### What the exercise asks
Count the lines in the rows below that contain the string "black", treating case as significant. Give only the number.

(Entries for pointing at labeled objects)
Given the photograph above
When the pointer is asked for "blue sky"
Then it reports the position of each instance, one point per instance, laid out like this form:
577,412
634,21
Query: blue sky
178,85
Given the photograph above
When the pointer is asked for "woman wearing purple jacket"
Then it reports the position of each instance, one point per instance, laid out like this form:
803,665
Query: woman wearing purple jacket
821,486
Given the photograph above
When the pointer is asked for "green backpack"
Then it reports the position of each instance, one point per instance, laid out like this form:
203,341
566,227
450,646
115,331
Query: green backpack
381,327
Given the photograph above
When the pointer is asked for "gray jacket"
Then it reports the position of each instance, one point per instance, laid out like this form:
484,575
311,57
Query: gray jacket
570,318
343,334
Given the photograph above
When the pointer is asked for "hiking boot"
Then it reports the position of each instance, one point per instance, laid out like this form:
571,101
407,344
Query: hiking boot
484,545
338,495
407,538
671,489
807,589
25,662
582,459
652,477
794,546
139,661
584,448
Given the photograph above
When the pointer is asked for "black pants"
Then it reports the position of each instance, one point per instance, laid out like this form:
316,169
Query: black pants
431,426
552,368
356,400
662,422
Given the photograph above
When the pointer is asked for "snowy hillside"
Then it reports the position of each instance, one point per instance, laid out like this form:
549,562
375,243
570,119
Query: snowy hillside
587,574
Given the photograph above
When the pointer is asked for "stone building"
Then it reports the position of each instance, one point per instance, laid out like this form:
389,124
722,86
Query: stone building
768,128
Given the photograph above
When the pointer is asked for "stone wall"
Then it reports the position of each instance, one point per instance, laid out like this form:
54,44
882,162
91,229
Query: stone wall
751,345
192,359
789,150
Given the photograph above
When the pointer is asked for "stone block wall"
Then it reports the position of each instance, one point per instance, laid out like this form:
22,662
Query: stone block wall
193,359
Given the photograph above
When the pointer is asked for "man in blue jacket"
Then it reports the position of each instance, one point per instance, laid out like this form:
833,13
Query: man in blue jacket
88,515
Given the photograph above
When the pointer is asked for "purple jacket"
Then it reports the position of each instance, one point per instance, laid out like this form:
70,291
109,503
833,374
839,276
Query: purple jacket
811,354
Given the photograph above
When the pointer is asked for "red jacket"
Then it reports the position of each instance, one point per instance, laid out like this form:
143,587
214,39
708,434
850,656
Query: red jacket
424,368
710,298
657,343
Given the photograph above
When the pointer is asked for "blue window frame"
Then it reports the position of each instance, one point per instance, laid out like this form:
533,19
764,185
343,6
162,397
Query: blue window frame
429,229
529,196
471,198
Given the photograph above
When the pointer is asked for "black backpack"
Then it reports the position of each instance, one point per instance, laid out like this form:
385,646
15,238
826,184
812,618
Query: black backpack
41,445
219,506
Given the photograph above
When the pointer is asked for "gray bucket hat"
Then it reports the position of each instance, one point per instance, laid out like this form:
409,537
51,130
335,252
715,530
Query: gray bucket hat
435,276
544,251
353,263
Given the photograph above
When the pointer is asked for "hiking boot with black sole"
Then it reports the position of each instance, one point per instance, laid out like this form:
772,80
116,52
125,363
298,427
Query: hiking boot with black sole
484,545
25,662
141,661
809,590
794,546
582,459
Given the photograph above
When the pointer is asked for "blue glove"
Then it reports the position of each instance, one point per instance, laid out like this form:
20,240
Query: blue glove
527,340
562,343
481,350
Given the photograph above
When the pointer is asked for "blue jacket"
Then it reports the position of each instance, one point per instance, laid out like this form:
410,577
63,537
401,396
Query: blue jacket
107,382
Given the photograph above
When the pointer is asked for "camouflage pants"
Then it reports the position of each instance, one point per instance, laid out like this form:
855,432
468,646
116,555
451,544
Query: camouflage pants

### Task solution
6